▶ **Passage for review**
Monday, 11 November 2024

Armistice Day- lest we forget.

 Armistice Day- lest we forget.

In a couple of hours time, London will once again grind to a standstill. It has done so for as long as any of us can remember and will continue to do so because respect and nostalgia must always be valued highly by those who should always remember the gallant deeds of those who put their lives on the line for all of us. It is a day heavy with solemnity, humble reflection and thoughtful reminiscence. It is a day we should never forget and lest we forget. It is a day of sombre poignancy, bowed heads and righteous obligation. 

Today is Armistice Day, a day to signify the passing of those who fought so courageously and yet unavailingly in the many battles that claimed so many soldiers during the First and Second World War. They fell in the muddy trenches, risking life and limb before dying tragically by thousands of bullets, bombs and grenades. Somehow war has always seemed the most futile of exercises, a senseless engagement with perceived enemies, a long held grudge that could never be resolved peacefully. 

But on this day in 1918 at 11.00 am, Britain, the Commonwealth and the rest of the world, will stop for a moment, traffic on roads and streets pausing for just a couple of minutes and just reduced to nothing but silence and contemplation. They will do so and always will. For 106 years now, the forces of peace, reconciliation, gentle agreement and rapprochement have remained in place, undisturbed by the threat of evil, tinpot dictators who just want to glare at the rest of the world with tyrannical hostility. Now though,it is an ugly, sick, bitter and twisted world at times but we should never overlook the importance of loving families and friends.

▶ **Extracted records**
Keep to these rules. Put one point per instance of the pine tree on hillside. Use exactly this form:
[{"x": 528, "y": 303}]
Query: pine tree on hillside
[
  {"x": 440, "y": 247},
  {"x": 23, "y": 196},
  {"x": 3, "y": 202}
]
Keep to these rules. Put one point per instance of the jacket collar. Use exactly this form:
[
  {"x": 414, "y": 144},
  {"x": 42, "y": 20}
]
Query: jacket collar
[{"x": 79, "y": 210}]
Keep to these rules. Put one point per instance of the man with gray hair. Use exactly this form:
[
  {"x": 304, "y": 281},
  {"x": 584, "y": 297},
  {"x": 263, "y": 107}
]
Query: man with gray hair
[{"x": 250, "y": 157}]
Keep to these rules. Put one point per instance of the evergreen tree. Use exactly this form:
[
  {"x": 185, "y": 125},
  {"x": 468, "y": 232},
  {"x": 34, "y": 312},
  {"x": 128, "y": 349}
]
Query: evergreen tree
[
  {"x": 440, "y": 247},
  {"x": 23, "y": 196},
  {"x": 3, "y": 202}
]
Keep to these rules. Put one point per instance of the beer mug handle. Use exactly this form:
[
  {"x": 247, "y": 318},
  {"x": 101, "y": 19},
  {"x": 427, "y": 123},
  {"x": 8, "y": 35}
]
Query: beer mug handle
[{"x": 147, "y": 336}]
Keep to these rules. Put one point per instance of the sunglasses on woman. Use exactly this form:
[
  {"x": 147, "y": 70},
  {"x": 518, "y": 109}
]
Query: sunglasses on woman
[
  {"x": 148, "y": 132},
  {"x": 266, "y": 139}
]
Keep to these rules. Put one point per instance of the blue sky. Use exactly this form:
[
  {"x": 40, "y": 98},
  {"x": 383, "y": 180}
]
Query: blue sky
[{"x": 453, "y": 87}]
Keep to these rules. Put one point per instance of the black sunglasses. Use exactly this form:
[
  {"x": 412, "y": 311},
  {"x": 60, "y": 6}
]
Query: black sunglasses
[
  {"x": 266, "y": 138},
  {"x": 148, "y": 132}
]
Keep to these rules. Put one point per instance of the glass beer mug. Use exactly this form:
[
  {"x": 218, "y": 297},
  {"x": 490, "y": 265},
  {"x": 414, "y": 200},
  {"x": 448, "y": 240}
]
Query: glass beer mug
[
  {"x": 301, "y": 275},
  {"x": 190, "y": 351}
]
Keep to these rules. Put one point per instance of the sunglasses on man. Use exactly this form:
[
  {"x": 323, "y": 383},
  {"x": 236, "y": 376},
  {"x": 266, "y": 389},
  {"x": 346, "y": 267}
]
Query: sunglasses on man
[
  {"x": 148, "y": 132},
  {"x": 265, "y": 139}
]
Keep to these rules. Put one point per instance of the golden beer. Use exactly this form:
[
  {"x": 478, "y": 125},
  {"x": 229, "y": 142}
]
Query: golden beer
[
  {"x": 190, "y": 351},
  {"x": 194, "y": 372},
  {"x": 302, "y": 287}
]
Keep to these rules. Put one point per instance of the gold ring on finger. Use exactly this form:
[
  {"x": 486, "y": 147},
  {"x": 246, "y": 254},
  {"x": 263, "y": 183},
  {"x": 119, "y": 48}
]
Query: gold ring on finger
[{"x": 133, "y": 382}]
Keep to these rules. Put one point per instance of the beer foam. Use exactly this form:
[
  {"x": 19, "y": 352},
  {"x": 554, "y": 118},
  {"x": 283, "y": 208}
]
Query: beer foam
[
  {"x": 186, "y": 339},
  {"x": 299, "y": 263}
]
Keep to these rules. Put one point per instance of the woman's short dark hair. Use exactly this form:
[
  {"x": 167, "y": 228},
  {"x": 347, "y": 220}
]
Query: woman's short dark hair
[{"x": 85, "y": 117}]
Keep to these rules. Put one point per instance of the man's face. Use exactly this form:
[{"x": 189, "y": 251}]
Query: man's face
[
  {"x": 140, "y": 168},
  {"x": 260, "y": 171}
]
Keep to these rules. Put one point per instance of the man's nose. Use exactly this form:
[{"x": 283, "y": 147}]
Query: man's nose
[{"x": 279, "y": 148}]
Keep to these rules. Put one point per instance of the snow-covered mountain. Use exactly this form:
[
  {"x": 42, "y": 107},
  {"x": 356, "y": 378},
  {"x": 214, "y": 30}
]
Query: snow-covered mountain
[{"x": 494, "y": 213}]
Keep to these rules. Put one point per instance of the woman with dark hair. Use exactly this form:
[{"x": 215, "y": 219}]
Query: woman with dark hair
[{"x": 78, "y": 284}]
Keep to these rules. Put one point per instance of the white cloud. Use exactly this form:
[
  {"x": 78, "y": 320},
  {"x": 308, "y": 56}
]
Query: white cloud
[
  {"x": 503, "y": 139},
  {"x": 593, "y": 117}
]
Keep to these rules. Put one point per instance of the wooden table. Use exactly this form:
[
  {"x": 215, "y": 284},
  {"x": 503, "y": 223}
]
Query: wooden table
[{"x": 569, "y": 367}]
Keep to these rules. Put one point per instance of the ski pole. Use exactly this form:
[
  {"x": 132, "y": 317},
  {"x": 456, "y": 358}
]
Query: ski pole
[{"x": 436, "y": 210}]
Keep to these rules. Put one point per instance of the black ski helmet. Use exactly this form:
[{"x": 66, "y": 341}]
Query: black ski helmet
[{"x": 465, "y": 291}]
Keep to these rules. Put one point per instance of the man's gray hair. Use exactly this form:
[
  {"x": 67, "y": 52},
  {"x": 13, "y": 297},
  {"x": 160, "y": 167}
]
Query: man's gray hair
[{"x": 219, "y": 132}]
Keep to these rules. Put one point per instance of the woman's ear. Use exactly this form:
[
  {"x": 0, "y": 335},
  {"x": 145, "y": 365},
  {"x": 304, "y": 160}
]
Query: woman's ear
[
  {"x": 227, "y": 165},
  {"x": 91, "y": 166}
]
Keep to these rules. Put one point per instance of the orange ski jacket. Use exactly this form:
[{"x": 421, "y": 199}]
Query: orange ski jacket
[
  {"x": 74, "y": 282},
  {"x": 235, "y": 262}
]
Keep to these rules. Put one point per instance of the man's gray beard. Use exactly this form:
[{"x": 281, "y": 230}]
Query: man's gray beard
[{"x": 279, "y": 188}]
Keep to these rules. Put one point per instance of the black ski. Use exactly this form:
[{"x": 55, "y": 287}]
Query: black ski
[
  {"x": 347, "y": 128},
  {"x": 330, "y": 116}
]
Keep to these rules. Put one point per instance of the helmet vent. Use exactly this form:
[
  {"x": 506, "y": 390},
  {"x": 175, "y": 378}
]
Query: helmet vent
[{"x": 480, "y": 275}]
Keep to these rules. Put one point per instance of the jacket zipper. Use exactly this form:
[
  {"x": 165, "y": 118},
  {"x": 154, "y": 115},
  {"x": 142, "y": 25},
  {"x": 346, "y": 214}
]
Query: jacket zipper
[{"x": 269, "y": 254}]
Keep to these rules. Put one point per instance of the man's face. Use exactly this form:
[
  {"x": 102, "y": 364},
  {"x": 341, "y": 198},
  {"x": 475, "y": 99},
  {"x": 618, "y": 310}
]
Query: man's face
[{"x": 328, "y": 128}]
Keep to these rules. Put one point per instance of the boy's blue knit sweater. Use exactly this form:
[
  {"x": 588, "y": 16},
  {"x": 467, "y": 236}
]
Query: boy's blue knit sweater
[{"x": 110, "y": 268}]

▶ **Task instructions**
a - In the Armistice Day post, which forces does the writer say have remained in place? List every one.
b - According to the Armistice Day post, for how many years have those forces remained in place?
c - Extend the Armistice Day post past its last sentence, keeping its reflective tone.
The material above is separate from the Armistice Day post and has nothing to do with it.

▶ **Answers in order**
a - peace, reconciliation, gentle agreement, rapprochement

b - 106 years

c -
Thankfully the conflicts of Ypres, Passchendale and Gallipoli are now consigned to dusty and miserably horrendous history. But the deafening blasts of gunfire, explosive bombing campaigns and all the resultant shrapnel that killed so many brave men in action, can never be truly measured and valued. It all seemed to happen so violently and incessantly that none of us can judge the sickening impact of war. The First World War saw so many perish in the prime of their lives that the number of casualties are grim memorials. 

What we do know that men in mufti and khaki spent four years frantically running for safety across mudbaths littered with minefields, then hiding in trenches and garrisons, helmets on their heads, love letters in their pockets, hip flasks by their side for sustenance and nothing but heroism on their minds. They raced across desolate wastelands, hearts trembling and shaking, eyes narrowing with crippling fear and then recognised what they were doing. It was all about sacrifice, bloody minded commitment to the cause and the forlorn hope that one day the guns would stop booming and murdering. 

Then the gunfire would get noisier and then become almost unbearable. Death would be illustrated graphically by countless men in army uniform, desperately clinging onto the precious sanctity of life. They ran for their lives, leaping across their brothers in arms, friends now lying prostrate dead on the ground, bullets rattling furiously across acres of land. There is something truly unimaginable about a war that some of us can barely comprehend, let alone explain. 

We can still see men with filthy faces, blackened by a deadly combination of smoke and spent ammunition. They held onto their rifles tenaciously because they were terrified and petrified. They had no idea where they were going and what they were doing. They knew they were fighting for their country because that was the urgent necessity, something that had to be done. They jumped across trip and barbed wires, bodies crouching and cowering, ducking and dodging death and destruction.

But at the end of it all, the ones who survived were the ones who always believed that divine intervention would be on their side. They knew that girl and boy friends were waiting by the fireplace with a candle flickering nobly on the table, photographs faithfully gazing at treasured members of families. Then they would look at the piano for a small recital of Pack Up Your Troubles in Your Old Tin Can and Smile, Smile and Smile. These were the rallying calls to regiments and the Royal Fusiliers, the men in the front and in the firing line.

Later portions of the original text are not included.